* Selected extract:
* * *

[Date Prev][Date Next][Thread Prev][Thread Next][Date Index][Thread Index]

[Xen-devel] [PATCH v4 3/7] xl: vnuma memory parsing and supplement functions



Parses vnuma topoplogy number of nodes and memory
ranges. If not defined, initializes vnuma with
only one node and default topology.

Signed-off-by: Elena Ufimtseva <ufimtseva@xxxxxxxxx>
---
Changes since v3:
- added subop hypercall to retrive number of vnodes
and vcpus for domain to make correct allocations before
requesting vnuma topology.
---
 tools/libxl/libxl_types.idl |    6 +-
 tools/libxl/libxl_vnuma.h   |   11 ++
 tools/libxl/xl_cmdimpl.c    |  234 +++++++++++++++++++++++++++++++++++++++++++
 3 files changed, 250 insertions(+), 1 deletion(-)

* * *

* Data records:

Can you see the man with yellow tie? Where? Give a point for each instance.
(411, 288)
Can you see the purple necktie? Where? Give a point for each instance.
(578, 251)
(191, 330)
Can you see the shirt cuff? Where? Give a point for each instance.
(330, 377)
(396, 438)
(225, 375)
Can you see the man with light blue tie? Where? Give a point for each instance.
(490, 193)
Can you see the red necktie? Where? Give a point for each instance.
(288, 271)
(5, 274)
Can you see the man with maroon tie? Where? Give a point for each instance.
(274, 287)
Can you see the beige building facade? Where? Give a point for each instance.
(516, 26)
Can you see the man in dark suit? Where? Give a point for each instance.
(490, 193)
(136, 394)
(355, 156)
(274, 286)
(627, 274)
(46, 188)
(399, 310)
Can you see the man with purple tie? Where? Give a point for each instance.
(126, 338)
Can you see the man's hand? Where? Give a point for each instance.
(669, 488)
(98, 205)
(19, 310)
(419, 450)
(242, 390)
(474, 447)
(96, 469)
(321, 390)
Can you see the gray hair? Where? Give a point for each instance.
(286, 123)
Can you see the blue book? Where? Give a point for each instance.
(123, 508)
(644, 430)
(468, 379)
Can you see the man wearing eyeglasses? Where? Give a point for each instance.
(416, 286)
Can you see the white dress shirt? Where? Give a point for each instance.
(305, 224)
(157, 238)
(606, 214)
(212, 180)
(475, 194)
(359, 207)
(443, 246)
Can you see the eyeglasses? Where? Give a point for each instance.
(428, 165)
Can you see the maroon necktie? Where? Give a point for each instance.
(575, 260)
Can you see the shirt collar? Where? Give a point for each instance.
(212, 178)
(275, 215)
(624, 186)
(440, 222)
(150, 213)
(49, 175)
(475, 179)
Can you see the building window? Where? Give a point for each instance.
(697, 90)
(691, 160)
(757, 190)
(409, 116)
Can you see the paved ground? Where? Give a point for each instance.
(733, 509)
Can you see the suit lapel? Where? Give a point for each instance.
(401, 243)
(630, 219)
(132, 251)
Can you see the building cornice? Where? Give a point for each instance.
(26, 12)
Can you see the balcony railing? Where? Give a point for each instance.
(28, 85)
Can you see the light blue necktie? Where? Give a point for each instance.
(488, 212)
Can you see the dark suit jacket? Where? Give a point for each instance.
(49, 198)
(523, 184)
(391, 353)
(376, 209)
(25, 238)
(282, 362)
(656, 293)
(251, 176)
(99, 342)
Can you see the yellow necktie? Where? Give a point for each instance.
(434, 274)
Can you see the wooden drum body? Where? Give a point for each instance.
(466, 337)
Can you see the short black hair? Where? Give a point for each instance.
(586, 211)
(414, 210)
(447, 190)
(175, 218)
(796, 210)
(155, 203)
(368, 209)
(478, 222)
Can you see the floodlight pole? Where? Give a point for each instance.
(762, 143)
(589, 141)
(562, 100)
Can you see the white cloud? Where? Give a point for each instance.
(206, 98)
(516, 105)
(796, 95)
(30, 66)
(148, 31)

* * *

* Prompt A: From the xl vnuma patch post, list every file path the patch changes.
* Prompt B: Continue the xl vnuma patch post, starting right after its summary line of files changed, insertions, and deletions.

* Exercise result A:
tools/libxl/libxl_types.idl
tools/libxl/libxl_vnuma.h
tools/libxl/xl_cmdimpl.c

* Exercise result B:
 create mode 100644 tools/libxl/libxl_vnuma.h

diff --git a/tools/libxl/libxl_types.idl b/tools/libxl/libxl_types.idl
index cba8eff..ba46f58 100644
--- a/tools/libxl/libxl_types.idl
+++ b/tools/libxl/libxl_types.idl
@@ -311,7 +311,11 @@ libxl_domain_build_info = Struct("domain_build_info",[
     ("disable_migrate", libxl_defbool),
     ("cpuid",           libxl_cpuid_policy_list),
     ("blkdev_start",    string),
-    
+    ("vnuma_memszs",    Array(uint64, "nr_vnodes")),
+    ("vcpu_to_vnode",   Array(uint32, "nr_vnodemap")),
+    ("vdistance",       Array(uint32, "nr_vdist")),
+    ("vnode_to_pnode",  Array(uint32, "nr_vnode_to_pnode")),
+    ("vnuma_placement", libxl_defbool),
     ("device_model_version", libxl_device_model_version),
     ("device_model_stubdomain", libxl_defbool),
     # if you set device_model you must set device_model_version too
diff --git a/tools/libxl/libxl_vnuma.h b/tools/libxl/libxl_vnuma.h
new file mode 100644
index 0000000..f1568ae
--- /dev/null
+++ b/tools/libxl/libxl_vnuma.h
@@ -0,0 +1,11 @@
+#include "libxl_osdeps.h" /* must come before any other headers */
+
+#define VNUMA_NO_NODE ~((unsigned int)0)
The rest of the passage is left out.